Texte source
────────

Pendant deux jours la famille Gosset organisa sa vie. Mais le mardi, une semaine tout juste après le débarquement, arriva l'ordre d'évacuation. Excédés de voir leurs injonctions demeurer sans effet depuis trop longtemps, les chefs militaires allemands venaient d'imposer au préfet Cacaud une évacuation obligatoire. Il lança l'appel au départ. Le soir même un avis fut placardé dans les carrières.

« Le Préfet et le maire de Caen avertissent que, par ordre des autorités allemandes, la population de Caen doit quitter la ville, à partir de 5 heures du matin, le mercredi 14 juin, pour gagner Trun dans l’Orne »

André Gosset lut l'affiche qui indiquait aux Caennais un itinéraire vers Trun, le plus grand centre d'accueil de l'Orne où des dispositions étaient prises pour répartir les évacués dans les communes du département. La ville devait être évacuée le 14 juin à 5 heures du matin.

 

    « L'ordre paraissait catégorique et nul ne s'éleva contre son application [ ... ]. Des gens en quantité partirent le soir même. » Après la Libération, André Gosset raconta dans son livre la triste soirée du 13 et le départ du 14: « Malgré certaines rancœurs, les réfugiés déçus et résignés préparent leurs bagages pour le lendemain [ ... ]. « À l'aube du mercredi 14 juin, une agitation fébrile règne dans la cité sous terre. On distribue des vivres: un kilo de beurre par personne, de la viande, des biscuits en quantité, du sucre. Valises et colis sont arrimés sur les brouettes, voitures à bras, bicyclettes et poussettes. Par toutes leurs sorties la carrière Fouquet et les carrières voisines se vident de leurs 12000 habitants. Les Allemands avaient promis de ne pas faire tirer leurs canons ce matin-là, ils tiennent parole.

────────

Données extraites
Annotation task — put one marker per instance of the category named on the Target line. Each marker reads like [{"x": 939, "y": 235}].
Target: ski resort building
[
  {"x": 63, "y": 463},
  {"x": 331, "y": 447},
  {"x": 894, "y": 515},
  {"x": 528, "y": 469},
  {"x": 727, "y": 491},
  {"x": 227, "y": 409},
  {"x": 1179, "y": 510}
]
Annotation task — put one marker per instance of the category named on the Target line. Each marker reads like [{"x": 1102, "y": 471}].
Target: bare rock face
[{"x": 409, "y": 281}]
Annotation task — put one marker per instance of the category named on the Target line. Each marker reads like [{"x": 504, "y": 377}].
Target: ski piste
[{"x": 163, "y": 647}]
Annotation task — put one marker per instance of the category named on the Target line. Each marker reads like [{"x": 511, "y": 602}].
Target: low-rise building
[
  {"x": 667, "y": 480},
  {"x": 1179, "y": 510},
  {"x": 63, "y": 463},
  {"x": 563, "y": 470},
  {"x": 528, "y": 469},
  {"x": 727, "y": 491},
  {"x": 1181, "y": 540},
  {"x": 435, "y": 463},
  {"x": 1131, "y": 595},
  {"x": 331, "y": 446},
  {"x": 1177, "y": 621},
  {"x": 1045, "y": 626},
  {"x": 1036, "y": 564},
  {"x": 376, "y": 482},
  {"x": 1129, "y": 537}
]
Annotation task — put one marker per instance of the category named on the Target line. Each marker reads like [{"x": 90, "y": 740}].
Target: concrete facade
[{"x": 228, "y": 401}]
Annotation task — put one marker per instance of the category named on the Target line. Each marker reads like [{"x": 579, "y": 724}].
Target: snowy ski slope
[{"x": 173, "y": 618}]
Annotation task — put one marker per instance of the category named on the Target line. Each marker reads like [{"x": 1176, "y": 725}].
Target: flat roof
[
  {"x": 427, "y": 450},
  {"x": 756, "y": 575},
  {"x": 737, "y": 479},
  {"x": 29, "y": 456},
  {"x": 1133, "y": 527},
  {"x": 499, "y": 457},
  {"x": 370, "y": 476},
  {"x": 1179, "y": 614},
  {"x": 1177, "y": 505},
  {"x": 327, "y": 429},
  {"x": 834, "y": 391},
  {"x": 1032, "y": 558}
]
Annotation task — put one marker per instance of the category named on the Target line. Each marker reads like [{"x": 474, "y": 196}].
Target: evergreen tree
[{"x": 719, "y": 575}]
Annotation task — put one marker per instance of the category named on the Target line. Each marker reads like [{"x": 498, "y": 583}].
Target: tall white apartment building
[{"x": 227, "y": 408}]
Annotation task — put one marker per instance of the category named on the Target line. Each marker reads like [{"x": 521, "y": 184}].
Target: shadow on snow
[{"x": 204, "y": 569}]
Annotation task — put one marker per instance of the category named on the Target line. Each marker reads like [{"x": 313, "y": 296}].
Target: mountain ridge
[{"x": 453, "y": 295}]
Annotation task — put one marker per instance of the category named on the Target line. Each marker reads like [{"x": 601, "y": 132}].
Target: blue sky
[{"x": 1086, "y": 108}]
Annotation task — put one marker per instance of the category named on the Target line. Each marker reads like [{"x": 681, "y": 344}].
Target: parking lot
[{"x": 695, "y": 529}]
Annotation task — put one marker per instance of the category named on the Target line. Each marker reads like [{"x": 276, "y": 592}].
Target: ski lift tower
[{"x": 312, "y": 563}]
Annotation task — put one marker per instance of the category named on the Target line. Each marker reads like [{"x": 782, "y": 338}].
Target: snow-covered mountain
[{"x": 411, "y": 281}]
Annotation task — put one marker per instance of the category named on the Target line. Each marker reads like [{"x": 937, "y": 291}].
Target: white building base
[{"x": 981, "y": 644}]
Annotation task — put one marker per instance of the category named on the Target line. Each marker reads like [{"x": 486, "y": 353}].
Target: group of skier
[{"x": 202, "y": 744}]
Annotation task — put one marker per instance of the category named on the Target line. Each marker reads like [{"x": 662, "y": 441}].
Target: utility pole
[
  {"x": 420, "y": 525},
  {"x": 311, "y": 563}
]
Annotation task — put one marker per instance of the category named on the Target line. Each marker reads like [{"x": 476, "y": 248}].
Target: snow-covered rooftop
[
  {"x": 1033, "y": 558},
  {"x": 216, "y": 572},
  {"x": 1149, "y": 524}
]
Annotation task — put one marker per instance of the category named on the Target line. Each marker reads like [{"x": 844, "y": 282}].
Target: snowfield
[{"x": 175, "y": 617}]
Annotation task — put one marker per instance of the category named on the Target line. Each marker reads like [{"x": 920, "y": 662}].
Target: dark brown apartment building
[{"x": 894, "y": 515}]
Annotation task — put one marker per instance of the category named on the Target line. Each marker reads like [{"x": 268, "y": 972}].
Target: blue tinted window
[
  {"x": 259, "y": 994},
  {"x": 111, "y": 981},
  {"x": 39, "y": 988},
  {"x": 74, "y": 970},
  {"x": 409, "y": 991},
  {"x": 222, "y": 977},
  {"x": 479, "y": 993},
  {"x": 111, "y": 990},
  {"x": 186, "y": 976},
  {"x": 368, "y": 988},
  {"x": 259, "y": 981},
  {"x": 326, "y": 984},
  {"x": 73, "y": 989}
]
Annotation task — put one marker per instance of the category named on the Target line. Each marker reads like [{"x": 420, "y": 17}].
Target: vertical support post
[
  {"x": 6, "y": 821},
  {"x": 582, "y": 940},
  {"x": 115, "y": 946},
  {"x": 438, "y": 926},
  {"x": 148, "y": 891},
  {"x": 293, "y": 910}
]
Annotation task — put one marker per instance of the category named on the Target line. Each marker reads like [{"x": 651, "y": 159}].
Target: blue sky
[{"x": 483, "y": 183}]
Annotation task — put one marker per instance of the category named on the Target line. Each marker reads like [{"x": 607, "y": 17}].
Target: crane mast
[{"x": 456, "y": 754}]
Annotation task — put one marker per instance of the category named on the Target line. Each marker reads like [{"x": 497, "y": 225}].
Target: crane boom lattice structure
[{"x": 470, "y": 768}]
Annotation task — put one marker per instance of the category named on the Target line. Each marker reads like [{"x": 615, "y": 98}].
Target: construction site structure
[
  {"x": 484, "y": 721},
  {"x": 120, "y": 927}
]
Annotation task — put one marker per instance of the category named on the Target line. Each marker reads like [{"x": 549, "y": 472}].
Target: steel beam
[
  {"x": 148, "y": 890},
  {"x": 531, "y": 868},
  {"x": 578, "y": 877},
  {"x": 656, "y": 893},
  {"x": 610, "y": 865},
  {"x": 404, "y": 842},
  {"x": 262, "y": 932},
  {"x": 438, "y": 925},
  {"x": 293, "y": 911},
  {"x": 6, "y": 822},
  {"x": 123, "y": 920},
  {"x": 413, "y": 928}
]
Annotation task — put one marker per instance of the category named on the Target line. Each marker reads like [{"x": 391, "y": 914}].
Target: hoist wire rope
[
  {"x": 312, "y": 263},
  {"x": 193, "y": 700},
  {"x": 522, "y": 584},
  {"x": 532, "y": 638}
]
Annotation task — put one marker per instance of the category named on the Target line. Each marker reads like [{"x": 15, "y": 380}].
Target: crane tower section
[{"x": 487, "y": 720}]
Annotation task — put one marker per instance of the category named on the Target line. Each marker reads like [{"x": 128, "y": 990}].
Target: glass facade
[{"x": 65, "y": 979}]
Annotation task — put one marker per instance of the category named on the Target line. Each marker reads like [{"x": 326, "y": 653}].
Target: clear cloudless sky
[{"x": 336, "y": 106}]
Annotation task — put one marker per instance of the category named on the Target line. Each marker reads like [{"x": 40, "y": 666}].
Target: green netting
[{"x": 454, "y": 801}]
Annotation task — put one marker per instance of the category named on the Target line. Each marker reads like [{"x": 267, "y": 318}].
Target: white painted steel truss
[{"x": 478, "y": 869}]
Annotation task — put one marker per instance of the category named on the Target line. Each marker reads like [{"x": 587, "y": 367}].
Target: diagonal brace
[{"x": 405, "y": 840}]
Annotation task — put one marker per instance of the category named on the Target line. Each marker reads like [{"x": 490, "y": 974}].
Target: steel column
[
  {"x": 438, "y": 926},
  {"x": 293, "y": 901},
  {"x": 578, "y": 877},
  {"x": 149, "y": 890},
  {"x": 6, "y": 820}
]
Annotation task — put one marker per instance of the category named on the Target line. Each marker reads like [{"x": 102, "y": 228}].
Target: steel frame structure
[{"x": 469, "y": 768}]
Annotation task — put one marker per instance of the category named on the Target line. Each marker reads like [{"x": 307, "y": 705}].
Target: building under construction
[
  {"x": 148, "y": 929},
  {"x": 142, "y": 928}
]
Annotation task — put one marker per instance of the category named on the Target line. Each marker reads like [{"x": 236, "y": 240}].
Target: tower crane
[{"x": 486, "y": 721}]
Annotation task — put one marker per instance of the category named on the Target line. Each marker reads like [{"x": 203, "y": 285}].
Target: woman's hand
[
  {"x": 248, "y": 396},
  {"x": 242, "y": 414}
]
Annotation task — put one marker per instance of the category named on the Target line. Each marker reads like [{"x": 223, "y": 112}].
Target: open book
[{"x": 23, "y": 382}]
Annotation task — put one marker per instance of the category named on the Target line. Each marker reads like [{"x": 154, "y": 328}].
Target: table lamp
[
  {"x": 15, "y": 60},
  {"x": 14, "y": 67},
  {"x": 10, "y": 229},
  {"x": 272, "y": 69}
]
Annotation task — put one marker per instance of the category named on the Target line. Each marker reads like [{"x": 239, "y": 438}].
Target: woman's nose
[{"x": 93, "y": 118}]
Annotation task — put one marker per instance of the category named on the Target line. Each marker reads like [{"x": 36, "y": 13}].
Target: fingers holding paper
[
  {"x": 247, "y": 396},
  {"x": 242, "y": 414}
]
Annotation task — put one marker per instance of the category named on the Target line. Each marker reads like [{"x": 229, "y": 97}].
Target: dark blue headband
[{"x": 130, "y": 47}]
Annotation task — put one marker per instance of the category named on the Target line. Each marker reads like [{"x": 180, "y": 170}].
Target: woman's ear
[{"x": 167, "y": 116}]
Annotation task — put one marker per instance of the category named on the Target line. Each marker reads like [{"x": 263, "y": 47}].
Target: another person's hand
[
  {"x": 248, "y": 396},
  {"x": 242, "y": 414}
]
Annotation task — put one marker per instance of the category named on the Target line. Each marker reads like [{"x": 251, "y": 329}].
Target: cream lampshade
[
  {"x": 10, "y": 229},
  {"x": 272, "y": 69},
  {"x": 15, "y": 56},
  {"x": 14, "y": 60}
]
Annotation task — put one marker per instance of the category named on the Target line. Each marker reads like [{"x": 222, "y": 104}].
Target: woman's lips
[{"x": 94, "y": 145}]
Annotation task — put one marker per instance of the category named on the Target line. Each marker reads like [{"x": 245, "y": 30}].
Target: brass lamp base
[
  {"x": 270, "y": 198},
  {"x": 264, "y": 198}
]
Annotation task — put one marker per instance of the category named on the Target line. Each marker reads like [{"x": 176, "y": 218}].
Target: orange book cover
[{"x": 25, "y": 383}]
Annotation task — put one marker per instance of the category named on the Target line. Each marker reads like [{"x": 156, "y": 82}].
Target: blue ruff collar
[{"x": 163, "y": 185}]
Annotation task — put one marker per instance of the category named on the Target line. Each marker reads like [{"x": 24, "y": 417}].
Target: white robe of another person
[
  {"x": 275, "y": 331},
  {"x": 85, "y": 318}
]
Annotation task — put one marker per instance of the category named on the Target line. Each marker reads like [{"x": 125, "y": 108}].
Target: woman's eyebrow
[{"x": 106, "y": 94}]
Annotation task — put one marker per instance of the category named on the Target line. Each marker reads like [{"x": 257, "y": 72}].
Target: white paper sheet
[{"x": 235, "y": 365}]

────────

Énoncé
Restituez intégralement, mot pour mot, le texte ci-dessus sur l'évacuation de Caen.

Solution
Pendant deux jours la famille Gosset organisa sa vie. Mais le mardi, une semaine tout juste après le débarquement, arriva l'ordre d'évacuation. Excédés de voir leurs injonctions demeurer sans effet depuis trop longtemps, les chefs militaires allemands venaient d'imposer au préfet Cacaud une évacuation obligatoire. Il lança l'appel au départ. Le soir même un avis fut placardé dans les carrières.

« Le Préfet et le maire de Caen avertissent que, par ordre des autorités allemandes, la population de Caen doit quitter la ville, à partir de 5 heures du matin, le mercredi 14 juin, pour gagner Trun dans l’Orne »

André Gosset lut l'affiche qui indiquait aux Caennais un itinéraire vers Trun, le plus grand centre d'accueil de l'Orne où des dispositions étaient prises pour répartir les évacués dans les communes du département. La ville devait être évacuée le 14 juin à 5 heures du matin.

 

    « L'ordre paraissait catégorique et nul ne s'éleva contre son application [ ... ]. Des gens en quantité partirent le soir même. » Après la Libération, André Gosset raconta dans son livre la triste soirée du 13 et le départ du 14: « Malgré certaines rancœurs, les réfugiés déçus et résignés préparent leurs bagages pour le lendemain [ ... ]. « À l'aube du mercredi 14 juin, une agitation fébrile règne dans la cité sous terre. On distribue des vivres: un kilo de beurre par personne, de la viande, des biscuits en quantité, du sucre. Valises et colis sont arrimés sur les brouettes, voitures à bras, bicyclettes et poussettes. Par toutes leurs sorties la carrière Fouquet et les carrières voisines se vident de leurs 12000 habitants. Les Allemands avaient promis de ne pas faire tirer leurs canons ce matin-là, ils tiennent parole.